▶ _ACTION ITEM_: Reproduce word for word the passage of the postal workers and anthrax vaccine article starting at "During the 2001" and ending at "supplemental anthrax vaccine.".

Most postal workers refuse anthrax vaccine

(UPI Photo Files)
(UPI Photo Files) | License Photo

PITTSBURGH, Jan. 26 (UPI) -- An overwhelming majority of postal workers elected not to be vaccinated when anthrax was sent through the U.S. Postal Service in 2001, researchers said.

Researchers at the University of Pittsburgh Graduate School of Public Health said reactions from postal workers were shaped partially by fears of being "guinea pigs," disagreements among public health agencies about whether the vaccine should be recommended, physician advice, low perceived risk of infection and conflicting reports from national media organizations.


Sandra Quinn of the University of Pittsburgh Graduate School of Public Health said the study was based on interviews and focus groups conducted with 65 postal workers in Trenton, N.J., New York and Washington.

During the 2001 anthrax attacks, which resulted in five deaths, 10,000 postal workers and others who were suspected or confirmed to have been exposed received a two-month dose of antibiotics.

The Centers for Disease Control and Prevention then recommended that people who failed to complete the regimen, or who were at high risk for exposure, take antibiotics for an additional 40 days with or without a supplemental anthrax vaccine.

The study found 11.5 percent of postal workers who took the additional 40-day dose of antibiotics agreed to take the anthrax vaccine as a precautionary measure.

The findings are published in the journal Biosecurity and Bioterrorism: Biodefense Strategy, Practice, and Science.

▶ _THE DATA_:
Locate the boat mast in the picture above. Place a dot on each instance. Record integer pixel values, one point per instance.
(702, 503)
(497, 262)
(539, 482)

▶ _YOUR RESPONSE_:
During the 2001 anthrax attacks, which resulted in five deaths, 10,000 postal workers and others who were suspected or confirmed to have been exposed received a two-month dose of antibiotics.

The Centers for Disease Control and Prevention then recommended that people who failed to complete the regimen, or who were at high risk for exposure, take antibiotics for an additional 40 days with or without a supplemental anthrax vaccine.